→ EXERCISE: Could you copy the whole listing below exactly as written?

→ ENTRIES PROVIDED:
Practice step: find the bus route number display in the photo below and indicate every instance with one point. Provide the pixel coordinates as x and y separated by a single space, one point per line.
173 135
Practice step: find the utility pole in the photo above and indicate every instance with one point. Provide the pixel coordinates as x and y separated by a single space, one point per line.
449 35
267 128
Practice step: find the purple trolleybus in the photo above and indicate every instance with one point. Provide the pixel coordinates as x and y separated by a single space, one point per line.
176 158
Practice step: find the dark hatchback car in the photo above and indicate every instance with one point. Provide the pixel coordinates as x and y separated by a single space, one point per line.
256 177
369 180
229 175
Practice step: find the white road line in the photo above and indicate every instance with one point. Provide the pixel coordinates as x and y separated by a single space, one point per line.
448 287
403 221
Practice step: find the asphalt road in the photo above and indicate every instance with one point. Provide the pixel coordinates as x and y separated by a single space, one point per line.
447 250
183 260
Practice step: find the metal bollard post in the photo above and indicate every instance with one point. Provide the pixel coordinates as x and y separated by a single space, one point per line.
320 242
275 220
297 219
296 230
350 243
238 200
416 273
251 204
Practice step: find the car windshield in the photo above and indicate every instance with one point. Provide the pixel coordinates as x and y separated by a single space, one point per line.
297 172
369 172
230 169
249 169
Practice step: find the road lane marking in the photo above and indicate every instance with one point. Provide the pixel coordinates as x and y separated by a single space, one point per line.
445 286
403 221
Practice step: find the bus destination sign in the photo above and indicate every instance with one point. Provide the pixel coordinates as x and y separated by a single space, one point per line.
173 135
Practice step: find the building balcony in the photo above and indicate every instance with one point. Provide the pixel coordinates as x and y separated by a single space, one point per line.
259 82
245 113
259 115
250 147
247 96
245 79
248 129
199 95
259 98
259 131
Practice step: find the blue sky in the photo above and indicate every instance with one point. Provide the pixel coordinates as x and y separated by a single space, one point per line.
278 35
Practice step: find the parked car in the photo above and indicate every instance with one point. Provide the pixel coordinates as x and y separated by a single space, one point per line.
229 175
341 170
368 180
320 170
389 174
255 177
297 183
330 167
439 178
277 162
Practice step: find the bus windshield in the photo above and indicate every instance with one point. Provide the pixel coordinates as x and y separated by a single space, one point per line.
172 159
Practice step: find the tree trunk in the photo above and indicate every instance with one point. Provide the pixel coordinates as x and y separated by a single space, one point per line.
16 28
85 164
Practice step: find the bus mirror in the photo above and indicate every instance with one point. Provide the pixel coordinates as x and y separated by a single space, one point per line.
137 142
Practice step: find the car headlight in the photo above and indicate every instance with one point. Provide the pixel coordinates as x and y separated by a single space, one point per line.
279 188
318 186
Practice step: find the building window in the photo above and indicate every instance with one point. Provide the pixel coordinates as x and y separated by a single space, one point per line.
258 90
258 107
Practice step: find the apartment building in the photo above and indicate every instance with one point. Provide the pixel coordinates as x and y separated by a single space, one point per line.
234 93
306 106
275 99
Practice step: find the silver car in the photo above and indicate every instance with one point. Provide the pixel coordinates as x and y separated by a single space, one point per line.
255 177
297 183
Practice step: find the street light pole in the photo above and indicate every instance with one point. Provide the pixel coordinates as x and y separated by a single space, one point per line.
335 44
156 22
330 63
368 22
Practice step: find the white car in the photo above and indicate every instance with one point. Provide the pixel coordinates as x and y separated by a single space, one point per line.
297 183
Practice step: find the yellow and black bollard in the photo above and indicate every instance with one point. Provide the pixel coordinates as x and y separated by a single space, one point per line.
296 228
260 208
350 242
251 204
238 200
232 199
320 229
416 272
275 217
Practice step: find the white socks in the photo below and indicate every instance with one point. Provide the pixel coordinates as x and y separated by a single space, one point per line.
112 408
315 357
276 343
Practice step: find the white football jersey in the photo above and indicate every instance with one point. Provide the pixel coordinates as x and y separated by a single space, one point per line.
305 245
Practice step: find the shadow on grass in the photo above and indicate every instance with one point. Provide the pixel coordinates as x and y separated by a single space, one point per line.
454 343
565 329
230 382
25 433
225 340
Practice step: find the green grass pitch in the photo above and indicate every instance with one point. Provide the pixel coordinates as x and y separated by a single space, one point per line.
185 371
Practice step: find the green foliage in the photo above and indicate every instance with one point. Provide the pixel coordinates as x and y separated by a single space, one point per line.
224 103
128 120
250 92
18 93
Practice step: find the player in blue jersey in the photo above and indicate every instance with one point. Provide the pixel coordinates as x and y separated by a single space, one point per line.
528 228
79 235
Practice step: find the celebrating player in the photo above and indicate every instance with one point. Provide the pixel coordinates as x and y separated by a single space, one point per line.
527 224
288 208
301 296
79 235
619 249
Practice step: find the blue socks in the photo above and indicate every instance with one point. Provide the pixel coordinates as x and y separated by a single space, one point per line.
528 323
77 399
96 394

→ OUTPUT:
Practice step: find the bus route number display in the photo below and indicate every instance with one point. Provide the pixel coordinates as x and y separated by a single space, one point per line.
173 135
Practice step: find the utility pole in the photo above and indicate every instance with one point. Provide the pixel coordinates as x and y separated by a single space, one point per line.
449 35
267 128
Practice step: find the purple trolleybus in the photo above and indicate every instance with one point. Provide the pixel coordinates as x and y separated by a single space, one point per line.
176 158
Practice step: find the dark hatchback car in the photo above and indicate every instance with one point. Provide the pixel coordinates as x and y separated by a single space, one point per line.
256 177
369 180
229 175
Practice step: find the white road line in the photo above and indicate every instance with one point. Provide the pixel coordinates as x and y separated by a single space, one point per line.
448 287
403 221
Practice step: find the asphalt road in the photo above and indicate every instance with one point. Provide the pixel coordinates as x and y separated by a single space, one point per line.
447 250
183 260
Practice step: find the metal bollard post in the photo above and indicate every instance with one point. Provide the pixel coordinates as x and y separated by a single space, one point per line.
320 242
275 220
297 219
296 230
350 243
238 200
416 273
251 204
Practice step: find the car windshield in the photo above and indicate every instance with one point. Provide the pixel coordinates as x and y separated by a single space, one point per line.
297 172
369 172
230 169
249 169
Practice step: find the road lane marking in the photo above and indicate every instance with one point. Provide the pixel coordinates as x and y separated by a single space, one point per line.
445 286
403 221
Practice step: find the bus destination sign in the photo above and indicate every instance with one point. Provide the pixel coordinates as x and y separated by a single space, one point per line.
173 135
Practice step: find the building balcony in the photo above and indicate every instance with one point. Provide the pixel coordinates as x and y separated by a single space, one point per line.
259 82
245 113
259 115
250 147
247 96
245 79
248 129
199 95
259 98
259 131
Practice step: find the blue sky in the photo above and indicate every instance with one point. Provide the pixel coordinates as x and y separated by a single space, one point per line.
278 35
Practice step: find the parked car in the photo above and indicate every instance with one point. Provide the pixel coordinates as x and y separated by a single space, one point per line.
229 175
341 170
368 180
320 170
389 174
255 177
297 183
330 167
439 178
277 162
Practice step: find the bus windshield in the photo above and indicate every instance with one point. Provide the pixel coordinates as x and y separated by a single space, one point per line.
172 159
Practice step: find the tree trunk in the photo above and indicate every instance with one point. Provide the pixel coordinates as x and y separated by a single space, one point per line.
16 28
85 164
Practice step: find the bus mirror in the photo above and indicate every instance with one point. Provide the pixel coordinates as x and y separated by a single space, one point per line.
137 142
Practice step: find the car headlight in the photo above and indicate every instance with one point. Provide the pixel coordinates as x and y separated by a single space, one point per line.
279 188
318 186
Practice step: find the building window in the photo above and indicate every instance with one point. Provide the pixel coordinates as x and y separated by a single space, one point per line.
258 90
258 107
Practice step: find the apartment building in the photo above and indicate every instance with one point. Provide the pixel coordinates as x and y separated by a single space, one point per line.
234 93
306 106
275 99
Practice step: find the silver car in the photo above and indicate every instance with one point. Provide the pixel coordinates as x and y separated by a single space, one point per line.
255 177
297 183
Practice step: find the street light pole in the photo above and indicate every instance with one point. Provide the pixel coordinates as x and y separated by a single space, one point per line.
335 44
156 22
330 63
368 22
Practice step: find the white car in the photo above and indicate every instance with one point. Provide the pixel coordinates as x and y separated by a single space, one point per line.
297 183
Practice step: find the yellow and black bollard in the photo above and indicate every instance with one point. Provide the pixel coordinates as x and y separated by a single space, one point per line.
296 228
260 208
350 242
251 204
238 200
232 199
320 229
416 272
275 217
Practice step: find the white socks in the photo below and indicate every instance with one point. Provide the pixel coordinates as x and y separated by a single space, one point per line.
112 408
315 357
276 343
Practice step: find the white football jersey in the photo above and indicate every instance with one point. Provide the pixel coordinates as x and y separated by a single space, one point per line.
305 245
Practice step: find the shadow on grass in the photo above and indicate every instance with one point. Provide the pixel coordinates as x and y separated by a single space, one point per line.
454 343
565 329
230 382
25 433
225 340
Practice step: find the green grass pitch in the photo above and indicate every instance with one point. Provide the pixel coordinates as x and y separated by a single space, one point per line.
185 371
Practice step: find the green foliage in the photo above and indicate every instance with one point. Provide the pixel coordinates as x and y separated by a single space, one point per line.
224 103
128 120
250 92
18 93
Practice step: find the player in blue jersey in the photo above and indicate every instance with one point. Provide the pixel coordinates as x and y separated by a single space, one point per line.
528 228
79 235
Practice step: find the celebrating player in the photo above and indicate every instance with one point. Provide the pixel coordinates as x and y separated by a single space, one point per line.
527 224
288 208
301 296
79 235
619 249
Practice step: find the blue socks in the photo above and indicate every instance with one point. Provide the pixel coordinates as x and y separated by a single space, one point per line.
528 323
77 399
96 394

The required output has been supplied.